→ **Exercise objective**: Some entries follow. Reproduce exactly the lines starting at the one with "query | concrete dam" and stopping after the one with "query | concrete texture surface".

□ □ □ □ □

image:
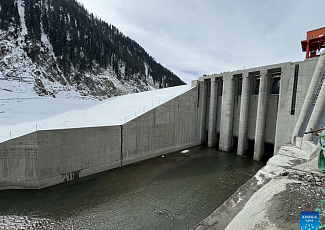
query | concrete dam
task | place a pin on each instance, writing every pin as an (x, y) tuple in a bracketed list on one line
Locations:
[(251, 111)]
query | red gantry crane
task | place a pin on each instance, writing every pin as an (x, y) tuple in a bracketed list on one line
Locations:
[(314, 42)]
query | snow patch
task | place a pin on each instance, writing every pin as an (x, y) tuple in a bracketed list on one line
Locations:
[(26, 114)]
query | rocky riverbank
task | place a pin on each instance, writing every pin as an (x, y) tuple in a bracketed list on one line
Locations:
[(273, 199)]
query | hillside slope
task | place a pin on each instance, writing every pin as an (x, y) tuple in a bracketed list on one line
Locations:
[(55, 47)]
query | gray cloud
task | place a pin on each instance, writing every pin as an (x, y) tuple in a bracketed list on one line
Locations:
[(196, 37)]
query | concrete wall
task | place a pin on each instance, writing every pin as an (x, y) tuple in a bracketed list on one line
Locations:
[(277, 120), (46, 158), (167, 128)]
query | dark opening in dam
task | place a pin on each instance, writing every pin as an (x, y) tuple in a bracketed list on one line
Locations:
[(172, 192)]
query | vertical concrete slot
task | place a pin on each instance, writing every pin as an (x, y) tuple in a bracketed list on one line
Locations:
[(294, 91)]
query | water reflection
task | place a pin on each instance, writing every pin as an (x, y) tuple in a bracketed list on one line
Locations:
[(174, 192)]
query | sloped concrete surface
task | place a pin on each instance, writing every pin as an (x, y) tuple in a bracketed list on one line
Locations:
[(273, 199)]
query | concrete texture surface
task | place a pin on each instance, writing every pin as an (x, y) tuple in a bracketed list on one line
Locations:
[(277, 113), (49, 157)]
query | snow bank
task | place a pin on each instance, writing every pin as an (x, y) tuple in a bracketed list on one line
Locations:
[(21, 115)]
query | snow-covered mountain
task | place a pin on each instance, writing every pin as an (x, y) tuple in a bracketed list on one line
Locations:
[(55, 47)]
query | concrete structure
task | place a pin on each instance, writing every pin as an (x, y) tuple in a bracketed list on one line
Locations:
[(49, 157), (314, 41), (259, 107), (254, 110)]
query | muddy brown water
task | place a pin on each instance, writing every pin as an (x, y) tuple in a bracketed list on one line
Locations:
[(176, 191)]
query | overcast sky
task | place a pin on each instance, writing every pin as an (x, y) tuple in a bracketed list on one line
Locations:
[(196, 37)]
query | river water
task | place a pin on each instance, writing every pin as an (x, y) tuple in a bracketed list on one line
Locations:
[(176, 191)]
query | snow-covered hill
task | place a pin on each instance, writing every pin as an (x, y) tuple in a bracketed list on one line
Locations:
[(29, 65), (24, 113)]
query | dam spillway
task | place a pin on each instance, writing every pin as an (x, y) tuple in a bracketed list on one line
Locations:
[(247, 111)]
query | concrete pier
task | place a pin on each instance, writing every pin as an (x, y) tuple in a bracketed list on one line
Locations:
[(243, 118), (317, 114), (310, 96), (227, 110), (213, 113), (261, 116), (202, 109)]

□ □ □ □ □

→ **Written reply**:
query | concrete dam
task | place a pin on each instance, writing every pin as an (x, y) tuple in a bracketed list on one line
Locations:
[(251, 111)]
query | red gantry crane
task | place a pin on each instance, writing every pin as an (x, y) tuple in a bracketed list on one line
Locations:
[(314, 42)]
query | snow patch
task | place a pin on each instance, writing every pin as an (x, y) tuple in a bracketed list on one line
Locations:
[(26, 114)]
query | rocky riverbank
task | place a pin on each instance, writing every pin as an (x, y) tuple in a bracketed list on one line
Locations:
[(273, 199)]
query | hillside slope
task | place a pin on each instance, writing every pin as an (x, y) tuple in a bracketed list on one line
Locations:
[(55, 47)]
query | gray cloud
task | place a pin on each instance, writing every pin as an (x, y) tuple in a bracketed list on one line
Locations:
[(196, 37)]
query | concrete wall
task | place a pin on each instance, writing every pin as an (x, y) tuple in a bracketed list on one line
Locations:
[(277, 120), (46, 158), (167, 128)]
query | dark opening in dam
task | place a pin on each instance, writing every pin as an (x, y) tuple in a bracketed list on one line
Locations:
[(172, 192)]
query | vertical concrete slot
task | place a pin on each instance, writing every pin as an (x, y) tuple in a bracketed list on one line
Locations:
[(294, 91)]
query | water reflection
task | place a pin on each instance, writing every pin as an (x, y) tuple in a bracketed list on one line
Locations:
[(174, 192)]
query | sloped concrete surface
task | place a pin on each instance, writing every pin as an (x, y) tuple in a bracketed list on one line
Locations:
[(273, 199)]
query | concrete texture surface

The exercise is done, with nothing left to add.